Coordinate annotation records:
▼▼▼

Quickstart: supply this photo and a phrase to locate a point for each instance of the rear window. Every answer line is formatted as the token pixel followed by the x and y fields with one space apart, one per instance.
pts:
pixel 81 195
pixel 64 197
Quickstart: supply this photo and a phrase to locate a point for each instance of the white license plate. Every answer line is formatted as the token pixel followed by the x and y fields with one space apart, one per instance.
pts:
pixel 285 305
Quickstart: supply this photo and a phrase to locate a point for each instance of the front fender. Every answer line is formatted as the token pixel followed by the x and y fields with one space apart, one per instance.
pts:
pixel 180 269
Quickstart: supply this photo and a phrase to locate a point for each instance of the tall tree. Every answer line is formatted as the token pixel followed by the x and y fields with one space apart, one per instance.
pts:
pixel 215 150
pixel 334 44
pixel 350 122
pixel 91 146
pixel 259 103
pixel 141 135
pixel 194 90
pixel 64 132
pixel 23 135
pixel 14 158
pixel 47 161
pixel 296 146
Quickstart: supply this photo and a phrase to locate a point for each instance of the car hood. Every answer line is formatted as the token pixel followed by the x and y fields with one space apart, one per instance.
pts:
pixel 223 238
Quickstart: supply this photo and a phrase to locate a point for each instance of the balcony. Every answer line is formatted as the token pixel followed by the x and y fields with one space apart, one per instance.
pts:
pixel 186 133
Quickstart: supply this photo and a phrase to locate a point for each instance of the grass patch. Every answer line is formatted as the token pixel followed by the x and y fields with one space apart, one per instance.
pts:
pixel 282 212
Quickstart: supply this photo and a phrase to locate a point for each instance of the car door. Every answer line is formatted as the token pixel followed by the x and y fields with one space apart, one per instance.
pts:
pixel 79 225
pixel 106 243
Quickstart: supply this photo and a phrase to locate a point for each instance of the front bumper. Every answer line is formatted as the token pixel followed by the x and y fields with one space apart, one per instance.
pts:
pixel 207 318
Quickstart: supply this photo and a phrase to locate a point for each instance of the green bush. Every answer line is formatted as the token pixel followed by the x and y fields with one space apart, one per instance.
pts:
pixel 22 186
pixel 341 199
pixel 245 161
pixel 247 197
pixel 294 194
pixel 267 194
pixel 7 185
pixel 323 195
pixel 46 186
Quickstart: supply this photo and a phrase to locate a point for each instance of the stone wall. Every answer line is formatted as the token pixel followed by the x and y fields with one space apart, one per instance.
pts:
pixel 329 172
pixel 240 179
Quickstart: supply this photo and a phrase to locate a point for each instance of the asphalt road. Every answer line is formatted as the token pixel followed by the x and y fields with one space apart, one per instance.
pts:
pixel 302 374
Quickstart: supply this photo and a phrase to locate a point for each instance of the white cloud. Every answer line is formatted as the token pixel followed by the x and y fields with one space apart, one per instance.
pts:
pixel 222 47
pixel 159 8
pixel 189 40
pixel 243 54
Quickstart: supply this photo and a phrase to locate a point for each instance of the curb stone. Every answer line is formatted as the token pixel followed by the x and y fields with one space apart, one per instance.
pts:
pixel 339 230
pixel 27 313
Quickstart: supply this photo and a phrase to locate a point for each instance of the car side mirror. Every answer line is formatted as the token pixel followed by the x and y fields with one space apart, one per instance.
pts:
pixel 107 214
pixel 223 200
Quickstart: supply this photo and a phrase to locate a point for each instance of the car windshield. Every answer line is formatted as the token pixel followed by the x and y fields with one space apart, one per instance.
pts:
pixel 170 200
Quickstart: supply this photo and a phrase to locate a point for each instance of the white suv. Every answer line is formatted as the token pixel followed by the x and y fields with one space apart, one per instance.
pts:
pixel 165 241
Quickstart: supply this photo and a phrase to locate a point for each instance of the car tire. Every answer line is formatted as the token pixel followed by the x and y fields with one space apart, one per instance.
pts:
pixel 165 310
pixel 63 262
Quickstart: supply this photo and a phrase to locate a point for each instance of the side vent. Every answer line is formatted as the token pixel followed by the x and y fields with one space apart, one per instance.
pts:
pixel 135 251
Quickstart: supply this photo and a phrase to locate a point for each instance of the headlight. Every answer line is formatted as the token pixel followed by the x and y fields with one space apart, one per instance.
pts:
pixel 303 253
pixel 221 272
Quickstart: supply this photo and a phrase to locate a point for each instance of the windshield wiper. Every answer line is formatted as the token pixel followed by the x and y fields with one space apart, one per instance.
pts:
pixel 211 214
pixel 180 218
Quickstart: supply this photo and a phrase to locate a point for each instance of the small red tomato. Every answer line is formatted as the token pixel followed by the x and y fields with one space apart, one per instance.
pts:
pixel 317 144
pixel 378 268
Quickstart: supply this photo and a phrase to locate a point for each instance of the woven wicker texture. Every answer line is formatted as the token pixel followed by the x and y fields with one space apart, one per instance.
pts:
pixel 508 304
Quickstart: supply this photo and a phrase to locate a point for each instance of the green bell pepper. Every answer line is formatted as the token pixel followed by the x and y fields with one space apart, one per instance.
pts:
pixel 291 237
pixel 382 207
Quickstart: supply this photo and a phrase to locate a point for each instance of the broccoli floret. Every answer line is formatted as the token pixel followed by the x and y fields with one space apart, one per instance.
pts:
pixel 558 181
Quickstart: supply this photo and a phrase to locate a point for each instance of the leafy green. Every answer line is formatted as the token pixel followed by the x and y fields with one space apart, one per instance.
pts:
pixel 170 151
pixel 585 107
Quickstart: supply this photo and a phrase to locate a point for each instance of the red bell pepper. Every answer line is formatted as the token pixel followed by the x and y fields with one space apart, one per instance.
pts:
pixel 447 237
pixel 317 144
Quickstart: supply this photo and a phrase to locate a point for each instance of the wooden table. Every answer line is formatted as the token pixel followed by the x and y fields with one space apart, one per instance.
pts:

▲▲▲

● **TASK DESCRIPTION**:
Return every line of the records above unchanged.

● **WRITTEN ANSWER**:
Quickstart: supply this photo and a phrase to locate a point for each instance of the rear window. Every answer line is formatted as the token pixel followed by the x and y fields with one space apart, one per instance.
pts:
pixel 81 195
pixel 64 197
Quickstart: supply this photo and a phrase to locate a point for each instance of the white license plate. Every answer line is formatted as the token pixel followed by the x and y fields with one space apart, one per instance.
pts:
pixel 285 305
Quickstart: supply this photo and a phrase to locate a point for each instance of the front fender. Every answer line is formatted as the token pixel followed by the x and y fields with one space apart, one per instance.
pts:
pixel 180 269
Quickstart: supply this photo and a phrase to locate a point for each instance of the tall tree. Every answer line is formatted as the token pixel followed by the x and y fields with one space apart, one per instance.
pts:
pixel 215 150
pixel 334 44
pixel 350 122
pixel 91 146
pixel 259 103
pixel 141 135
pixel 194 90
pixel 64 132
pixel 23 135
pixel 14 158
pixel 47 161
pixel 296 146
Quickstart: supply this photo and a phrase to locate a point for each instance of the car hood. Every answer line is formatted as the token pixel followed by the x and y fields with one space apart, one per instance.
pts:
pixel 223 238
Quickstart: supply this photo and a phrase to locate a point for each instance of the balcony. Every answer line is formatted as the token pixel followed by the x and y fields with one space apart, one per instance.
pts:
pixel 186 133
Quickstart: supply this photo and a phrase to locate a point for each instance of the grass patch. Every answer line is formatted as the token pixel followed by the x and y fields with one space apart, one per instance.
pts:
pixel 282 212
Quickstart: supply this photo and a phrase to locate a point for each instance of the car door. Every answer line is formatted as the token pixel followed by the x and y fields with one space apart, one per instance.
pts:
pixel 79 225
pixel 106 243
Quickstart: supply this photo and a phrase to locate a point for each instance of the front bumper. Every answer line is formatted as the token pixel followed by the x and y fields with one space apart, one per instance.
pts:
pixel 207 318
Quickstart: supply this photo and a phrase to locate a point for each instance of the green bush. Every answer line is formatted as the token pixel followed by the x and y fields with one space apart, one per instance.
pts:
pixel 22 186
pixel 341 199
pixel 245 161
pixel 247 197
pixel 294 194
pixel 267 194
pixel 7 185
pixel 323 195
pixel 46 186
Quickstart: supply this photo and a phrase to locate a point for each instance of the stone wall. Every answer line is formatted as the token pixel followed by the x and y fields with one space apart, one per instance.
pts:
pixel 329 172
pixel 240 179
Quickstart: supply this photo and a phrase to locate a point for each instance of the asphalt road. Every answer line is formatted as the token pixel followed by the x and y fields with one space apart, one per instance.
pts:
pixel 302 374
Quickstart: supply this photo and a phrase to locate a point for each instance of the white cloud. Every answer line is formatted as the token pixel followed by the x and y fields with one space apart, one per instance.
pts:
pixel 222 47
pixel 159 8
pixel 189 40
pixel 243 54
Quickstart: supply this photo and a phrase to locate a point for each instance of the curb stone. Every answer line is formatted as the token pixel followed by the x and y fields with one space apart, one per instance.
pts:
pixel 339 230
pixel 27 313
Quickstart: supply this photo and a phrase to locate a point for each instance of the car side mirror. Every answer line is formatted as the token pixel followed by the x and y fields with one space apart, one per instance.
pts:
pixel 107 214
pixel 223 200
Quickstart: supply this photo and a phrase to locate a point for each instance of the car windshield. Every answer line is formatted as the token pixel followed by the x and y fields with one space apart, one per instance.
pts:
pixel 170 200
Quickstart: supply this photo and a phrase to locate a point for each instance of the white suv. Every answer line is formatted as the token pixel followed by the x and y fields with one space apart, one per instance.
pts:
pixel 165 241
Quickstart: supply this photo and a phrase to locate a point for each instance of the car tire. Every answer line is formatted as the token pixel followed by the x and y fields with one space apart, one per instance.
pts:
pixel 165 310
pixel 63 262
Quickstart: supply this photo and a phrase to locate a point for each instance of the side vent. Every answer line is formatted as the token pixel followed by the x and y fields with one space apart, one per instance.
pts:
pixel 135 251
Quickstart: supply this photo and a phrase to locate a point for each instance of the headlight. Every answer line is formatted as the token pixel followed by the x and y fields with one space apart, one per instance.
pts:
pixel 303 253
pixel 221 272
Quickstart: supply this photo and a phrase to locate a point for each instance of the windshield wiper. Every answer line is formatted as the token pixel followed by the x and y fields with one space apart, one per instance.
pts:
pixel 211 214
pixel 180 218
Quickstart: supply this photo and a phrase to locate a point for each instance of the small red tomato. Every answer line is formatted as the token pixel followed by the x and y fields with one space apart, one per instance.
pts:
pixel 317 144
pixel 378 268
Quickstart: supply this photo and a phrase to locate a point for each instance of the woven wicker texture. Every answer line is formatted as the token pixel followed by the x and y fields with one space apart, one per instance.
pts:
pixel 508 304
Quickstart: supply this photo and a phrase to locate a point for each instance of the green bell pepper. Every answer line is formatted as the token pixel followed by the x and y fields with one space apart, one per instance.
pts:
pixel 291 237
pixel 382 207
Quickstart: supply this photo and a phrase to locate a point for each instance of the broccoli floret. Every answer line is formatted as the token pixel followed by the x and y fields with one space apart, one per instance.
pts:
pixel 558 181
Quickstart: supply this photo and a phrase to locate a point for each instance of the leafy green. Every answer line is formatted as the token pixel followed by the x and y fields with one space apart, one per instance.
pts:
pixel 170 151
pixel 585 107
Quickstart: supply this photo and a phrase to locate a point for each instance of the red bell pepper. Every answer line is formatted as the token pixel followed by the x and y fields with one space apart, one per instance.
pts:
pixel 447 237
pixel 317 144
Quickstart: supply this photo and a phrase to locate a point for each instance of the wooden table. Every answer line is formatted as the token pixel followed by the x and y fields with one space apart, one per instance.
pts:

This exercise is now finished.